- REQUIRED TASK
Set out the lines of the rows below as a numbered list, from the first line through the line containing "[[318, 241]]", both included, and skip any blank lines.

%%

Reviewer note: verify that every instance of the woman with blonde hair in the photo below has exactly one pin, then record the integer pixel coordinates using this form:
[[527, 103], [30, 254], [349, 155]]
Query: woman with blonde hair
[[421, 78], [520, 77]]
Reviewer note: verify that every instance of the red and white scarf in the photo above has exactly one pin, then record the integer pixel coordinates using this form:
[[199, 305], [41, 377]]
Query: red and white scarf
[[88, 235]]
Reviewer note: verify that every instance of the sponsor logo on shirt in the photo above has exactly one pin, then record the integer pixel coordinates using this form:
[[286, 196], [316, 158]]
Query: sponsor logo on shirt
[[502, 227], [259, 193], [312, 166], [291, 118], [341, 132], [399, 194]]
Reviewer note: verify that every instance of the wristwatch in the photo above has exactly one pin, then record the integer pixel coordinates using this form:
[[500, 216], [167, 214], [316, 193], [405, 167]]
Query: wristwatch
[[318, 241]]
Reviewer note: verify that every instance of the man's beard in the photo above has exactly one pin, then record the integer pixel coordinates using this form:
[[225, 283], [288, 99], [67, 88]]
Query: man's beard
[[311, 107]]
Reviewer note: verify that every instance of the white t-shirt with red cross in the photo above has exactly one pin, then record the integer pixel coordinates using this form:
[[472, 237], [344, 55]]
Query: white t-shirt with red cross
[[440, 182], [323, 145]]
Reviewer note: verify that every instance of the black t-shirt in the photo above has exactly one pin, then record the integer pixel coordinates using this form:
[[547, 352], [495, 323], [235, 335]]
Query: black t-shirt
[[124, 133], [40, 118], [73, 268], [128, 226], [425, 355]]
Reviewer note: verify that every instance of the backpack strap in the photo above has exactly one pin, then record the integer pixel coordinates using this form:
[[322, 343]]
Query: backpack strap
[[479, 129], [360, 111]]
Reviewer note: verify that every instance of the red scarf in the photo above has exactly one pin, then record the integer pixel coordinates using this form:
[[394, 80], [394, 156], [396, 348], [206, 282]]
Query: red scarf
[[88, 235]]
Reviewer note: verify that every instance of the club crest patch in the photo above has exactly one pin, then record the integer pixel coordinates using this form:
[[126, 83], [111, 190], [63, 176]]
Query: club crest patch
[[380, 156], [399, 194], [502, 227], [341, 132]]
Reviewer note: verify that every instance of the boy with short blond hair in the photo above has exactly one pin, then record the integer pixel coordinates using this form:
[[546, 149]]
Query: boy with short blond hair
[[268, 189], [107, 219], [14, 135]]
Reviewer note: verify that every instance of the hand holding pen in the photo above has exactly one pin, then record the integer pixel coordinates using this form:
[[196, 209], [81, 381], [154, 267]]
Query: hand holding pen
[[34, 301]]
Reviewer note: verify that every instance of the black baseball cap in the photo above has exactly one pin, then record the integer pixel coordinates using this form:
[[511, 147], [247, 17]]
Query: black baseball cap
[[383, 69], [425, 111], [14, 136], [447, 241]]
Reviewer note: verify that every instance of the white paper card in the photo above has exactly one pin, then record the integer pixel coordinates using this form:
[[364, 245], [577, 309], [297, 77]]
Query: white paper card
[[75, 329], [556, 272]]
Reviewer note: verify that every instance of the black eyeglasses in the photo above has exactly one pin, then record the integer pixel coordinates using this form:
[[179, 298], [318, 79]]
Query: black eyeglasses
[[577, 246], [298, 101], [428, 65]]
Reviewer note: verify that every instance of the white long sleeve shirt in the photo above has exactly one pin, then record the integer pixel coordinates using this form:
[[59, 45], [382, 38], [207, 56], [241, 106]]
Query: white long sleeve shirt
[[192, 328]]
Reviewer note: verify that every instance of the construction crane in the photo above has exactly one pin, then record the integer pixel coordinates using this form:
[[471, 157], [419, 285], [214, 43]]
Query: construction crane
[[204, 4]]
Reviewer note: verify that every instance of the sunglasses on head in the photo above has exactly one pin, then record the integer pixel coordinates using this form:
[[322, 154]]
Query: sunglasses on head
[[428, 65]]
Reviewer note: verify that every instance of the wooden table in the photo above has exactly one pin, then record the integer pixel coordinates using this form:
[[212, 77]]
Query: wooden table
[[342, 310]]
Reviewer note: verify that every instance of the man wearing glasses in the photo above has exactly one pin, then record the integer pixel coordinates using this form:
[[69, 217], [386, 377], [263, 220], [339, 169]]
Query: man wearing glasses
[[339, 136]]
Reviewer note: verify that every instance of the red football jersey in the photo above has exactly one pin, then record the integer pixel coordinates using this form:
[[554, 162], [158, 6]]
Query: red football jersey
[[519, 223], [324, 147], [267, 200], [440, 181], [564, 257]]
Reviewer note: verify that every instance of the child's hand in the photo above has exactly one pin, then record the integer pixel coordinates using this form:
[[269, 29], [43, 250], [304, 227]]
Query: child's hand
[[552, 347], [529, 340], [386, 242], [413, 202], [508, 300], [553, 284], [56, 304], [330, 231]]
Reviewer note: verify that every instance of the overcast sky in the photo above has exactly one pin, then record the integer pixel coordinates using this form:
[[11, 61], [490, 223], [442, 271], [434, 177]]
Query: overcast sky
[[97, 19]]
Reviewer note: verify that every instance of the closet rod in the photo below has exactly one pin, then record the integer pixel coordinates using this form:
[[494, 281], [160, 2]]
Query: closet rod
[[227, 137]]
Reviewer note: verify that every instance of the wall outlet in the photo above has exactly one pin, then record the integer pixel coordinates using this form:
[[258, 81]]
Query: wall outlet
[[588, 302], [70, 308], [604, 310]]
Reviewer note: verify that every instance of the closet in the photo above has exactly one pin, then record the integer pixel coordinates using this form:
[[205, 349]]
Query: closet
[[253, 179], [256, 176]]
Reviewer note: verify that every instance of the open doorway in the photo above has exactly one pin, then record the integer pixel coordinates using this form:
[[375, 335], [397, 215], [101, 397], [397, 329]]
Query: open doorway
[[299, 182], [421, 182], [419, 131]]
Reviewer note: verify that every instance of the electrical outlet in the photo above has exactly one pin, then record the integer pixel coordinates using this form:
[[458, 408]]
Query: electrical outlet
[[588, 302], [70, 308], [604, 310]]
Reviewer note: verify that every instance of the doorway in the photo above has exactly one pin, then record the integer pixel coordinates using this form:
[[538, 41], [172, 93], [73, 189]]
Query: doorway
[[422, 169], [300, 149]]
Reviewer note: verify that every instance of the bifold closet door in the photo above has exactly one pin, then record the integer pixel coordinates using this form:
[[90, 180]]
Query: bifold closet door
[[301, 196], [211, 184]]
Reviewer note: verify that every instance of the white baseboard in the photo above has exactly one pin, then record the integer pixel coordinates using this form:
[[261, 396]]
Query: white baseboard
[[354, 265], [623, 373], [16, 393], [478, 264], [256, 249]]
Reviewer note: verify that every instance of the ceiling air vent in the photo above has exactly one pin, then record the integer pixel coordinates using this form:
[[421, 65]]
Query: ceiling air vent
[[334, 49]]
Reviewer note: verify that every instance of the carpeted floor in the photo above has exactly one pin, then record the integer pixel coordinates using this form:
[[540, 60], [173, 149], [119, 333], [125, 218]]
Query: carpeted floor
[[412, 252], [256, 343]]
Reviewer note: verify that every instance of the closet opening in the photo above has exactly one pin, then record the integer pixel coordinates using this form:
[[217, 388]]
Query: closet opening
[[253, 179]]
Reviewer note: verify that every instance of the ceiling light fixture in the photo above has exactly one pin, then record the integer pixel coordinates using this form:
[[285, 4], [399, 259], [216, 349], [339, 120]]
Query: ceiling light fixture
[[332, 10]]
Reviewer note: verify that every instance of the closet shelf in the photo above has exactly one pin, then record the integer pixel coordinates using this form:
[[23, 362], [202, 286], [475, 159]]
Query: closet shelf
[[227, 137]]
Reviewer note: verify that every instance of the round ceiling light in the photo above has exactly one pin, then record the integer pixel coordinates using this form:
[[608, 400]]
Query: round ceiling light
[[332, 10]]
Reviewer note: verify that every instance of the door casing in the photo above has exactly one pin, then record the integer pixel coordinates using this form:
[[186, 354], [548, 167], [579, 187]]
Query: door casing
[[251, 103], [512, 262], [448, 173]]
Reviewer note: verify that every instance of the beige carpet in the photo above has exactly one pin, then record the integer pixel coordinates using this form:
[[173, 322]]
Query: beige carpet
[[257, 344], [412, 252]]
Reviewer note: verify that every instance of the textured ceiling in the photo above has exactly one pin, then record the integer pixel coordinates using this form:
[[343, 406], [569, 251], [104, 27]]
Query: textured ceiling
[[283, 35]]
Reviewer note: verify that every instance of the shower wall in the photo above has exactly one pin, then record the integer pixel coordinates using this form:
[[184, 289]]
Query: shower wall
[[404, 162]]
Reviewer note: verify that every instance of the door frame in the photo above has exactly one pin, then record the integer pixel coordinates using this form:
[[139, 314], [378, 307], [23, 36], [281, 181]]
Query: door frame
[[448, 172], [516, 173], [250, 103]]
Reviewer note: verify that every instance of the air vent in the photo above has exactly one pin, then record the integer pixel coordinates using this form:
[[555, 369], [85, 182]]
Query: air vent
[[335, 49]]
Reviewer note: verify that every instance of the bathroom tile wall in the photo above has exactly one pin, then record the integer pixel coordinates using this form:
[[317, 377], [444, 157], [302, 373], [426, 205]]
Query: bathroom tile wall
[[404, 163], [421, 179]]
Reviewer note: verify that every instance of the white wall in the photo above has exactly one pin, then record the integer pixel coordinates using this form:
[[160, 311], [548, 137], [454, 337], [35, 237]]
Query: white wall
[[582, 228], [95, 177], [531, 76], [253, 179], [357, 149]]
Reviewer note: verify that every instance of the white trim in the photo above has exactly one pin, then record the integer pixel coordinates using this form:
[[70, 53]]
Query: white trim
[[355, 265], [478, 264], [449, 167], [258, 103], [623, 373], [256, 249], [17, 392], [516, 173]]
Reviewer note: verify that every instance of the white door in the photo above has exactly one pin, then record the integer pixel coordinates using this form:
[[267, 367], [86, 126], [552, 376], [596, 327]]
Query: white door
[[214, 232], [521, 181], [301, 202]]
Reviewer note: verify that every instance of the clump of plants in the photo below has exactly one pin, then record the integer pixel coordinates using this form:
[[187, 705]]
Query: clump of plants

%%

- OUTPUT OF THE EXERCISE
1. Reviewer note: verify that every instance of the woman with blonde hair in the photo below has exactly one pin, then record the integer pixel coordinates using this form:
2. [[527, 103], [30, 254], [349, 155]]
3. Query: woman with blonde hair
4. [[421, 78], [520, 77]]
5. Reviewer note: verify that every instance of the red and white scarf in the photo above has exactly one pin, then record the integer pixel coordinates using this form:
6. [[199, 305], [41, 377]]
7. Query: red and white scarf
8. [[88, 235]]
9. Reviewer note: verify that every instance of the sponsor logo on shirt in the photo above has exactly one pin, then record the integer pixel coordinates using this form:
10. [[286, 196], [316, 158]]
11. Query: sponsor logo on shirt
12. [[502, 227], [259, 193], [312, 166], [291, 118], [341, 132], [399, 194]]
13. Reviewer note: verify that every instance of the wristwatch in the photo above has exactly one pin, then record the integer pixel coordinates using this form:
14. [[500, 216], [167, 214], [316, 193], [405, 167]]
15. Query: wristwatch
16. [[318, 241]]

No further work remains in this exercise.